__Source__
━━━━━━━━━━━━━━━━

Invasion of the Robots, Markets Thrash as the headlines Hit the Tape

Mamma mia...what a day it was....first global stocks plunged, testing the will and commitment of investors around the world......and this should not have surprised anyone.....You see - On Tuesday – the US mkt had come under pressure – attempted to rally only to get slammed as we approached the closing bell.....stocks ended the day on or near the lows which then set us up for another down day...but since mkts were closed on Wednesday – the angst had time to build.... The down day didn't come until Thursday.....and what a down day it was......First there was there was the fact that stocks had closed on the lows on Tuesday.....(negative) then news spread around the world on Thursday that BoJ Governor Kuroda began to question the strength of the global economy – Asian stocks took a hit........ – the US mkts were asleep, investors, asset managers and most traders were also asleep and when the screaming and yelling started about the Huawei CFO's arrest in Canada – many in the media used that story as the basis for the broad US pullback.....that is laughable.....no matter how they spin it.....this woman's arrest on December 1st had – in my opinion – zero to do with the US mkt sell off on December 6th.....this story MAY have had more credibility on the 3rd...but yesterday? Come on.....please don't kid yourselves.....Look, no matter how much this woman or her father are liked in China – investors around the world are NOT committing money to the mkts based on this event. Do you really think that a portfolio manager at Fidelity or Vanguard, or Capital Research or the IBM pension plan is making a decision to buy or sell stocks on THAT story? REALLY? If they are – please come forward and reveal yourself......

━━━━━━━━━━━━━━━━

__Problems to solve__
1. Rewrite the market commentary's paragraph beginning "Mamma mia...what a day it was" as a short list that keeps its main facts.
2. According to the market commentary, who questioned the strength of the global economy on Thursday?
3. Write the next few sentences of the market commentary, beginning after its final line.

__Extracted information__
━━━━━━━━━━━━━━━━

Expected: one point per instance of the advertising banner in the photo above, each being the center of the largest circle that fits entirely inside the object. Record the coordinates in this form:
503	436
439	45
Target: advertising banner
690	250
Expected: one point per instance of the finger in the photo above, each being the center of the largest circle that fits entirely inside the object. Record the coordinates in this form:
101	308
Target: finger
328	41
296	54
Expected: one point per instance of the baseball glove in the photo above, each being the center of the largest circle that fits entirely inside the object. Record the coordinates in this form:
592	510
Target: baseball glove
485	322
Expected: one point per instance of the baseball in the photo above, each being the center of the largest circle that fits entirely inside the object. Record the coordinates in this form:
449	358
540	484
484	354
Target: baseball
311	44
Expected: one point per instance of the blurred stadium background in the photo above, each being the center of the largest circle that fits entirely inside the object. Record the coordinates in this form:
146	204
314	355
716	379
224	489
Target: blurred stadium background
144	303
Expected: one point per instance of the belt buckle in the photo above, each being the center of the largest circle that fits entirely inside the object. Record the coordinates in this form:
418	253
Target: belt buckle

━━━━━━━━━━━━━━━━

__Answers in order__
1.
- Global stocks plunged, testing investors around the world.
- On Tuesday the US market came under pressure, attempted a rally, was slammed near the closing bell, and ended on or near the lows.
- With markets closed on Wednesday, the expected down day came on Thursday.
- On Thursday, BoJ Governor Kuroda questioned the strength of the global economy, and Asian stocks took a hit.
- Many in the media blamed the broad US pullback on the arrest in Canada of Huawei's CFO.
- The author considers that explanation laughable. In the author's view, an arrest on December 1st had nothing to do with the December 6th sell-off, though the story may have been more credible on the 3rd.
- The author argues that portfolio managers at firms such as Fidelity, Vanguard, Capital Research, or the IBM pension plan are not buying or selling stocks on that story.

2. BoJ Governor Kuroda.

3.
I mean – she ‘allegedly' broke the law (as if there aren't any others? Surely FB or GOOG must somehow be implicated then as well?) – she sold stuff to Iran when she should not have - she will have to face the consequences (or not) Money talks...look what the Crown Prince did in Saudi Arabia! – He had Khashoggi murdered, then dissolved in acid, then buried on the grounds of the consulate and when he got caught – he PUMPED more oil and sent prices lower – which is a boon to the global economy.....and now no one is even talking about it anymore, but the analysts are all screaming about how the build in supply is due to waning demand – Are you kidding me? I And now the Saudi's are about to cut production – which should send prices higher - now that the hoopla has calmed down..... So if you think trade between the US and China is going to be dictated by this event...think again...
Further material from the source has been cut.